▶ [Given exercise]
Extract and reproduce word for word the lines below, starting at the line that contains "Expected: one point per instance of the scooter" and ending after the line that contains "Expected: one point per instance of the girl's bare".

▶ [Data shown]
● ● ●

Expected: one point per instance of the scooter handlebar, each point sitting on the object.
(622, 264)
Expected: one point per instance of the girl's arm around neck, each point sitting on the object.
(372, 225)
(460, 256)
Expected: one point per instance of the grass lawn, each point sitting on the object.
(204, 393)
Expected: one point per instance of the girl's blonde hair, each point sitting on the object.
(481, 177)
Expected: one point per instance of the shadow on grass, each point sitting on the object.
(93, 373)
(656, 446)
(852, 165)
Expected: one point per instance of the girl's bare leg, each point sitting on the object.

● ● ●

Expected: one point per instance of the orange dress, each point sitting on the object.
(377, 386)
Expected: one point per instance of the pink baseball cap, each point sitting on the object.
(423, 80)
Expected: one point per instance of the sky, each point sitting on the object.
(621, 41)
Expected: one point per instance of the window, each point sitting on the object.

● ● ●

▶ [Solved problem]
Expected: one point per instance of the scooter handlebar, each point sitting on the object.
(622, 264)
Expected: one point per instance of the girl's arm around neck, each point sitting on the object.
(372, 225)
(460, 256)
Expected: one point per instance of the grass lawn, each point sitting on the object.
(204, 393)
Expected: one point per instance of the girl's blonde hair, each point sitting on the object.
(481, 177)
Expected: one point per instance of the shadow on grass, each point sitting on the object.
(93, 373)
(656, 446)
(852, 165)
Expected: one point per instance of the girl's bare leg, each point sitting on the object.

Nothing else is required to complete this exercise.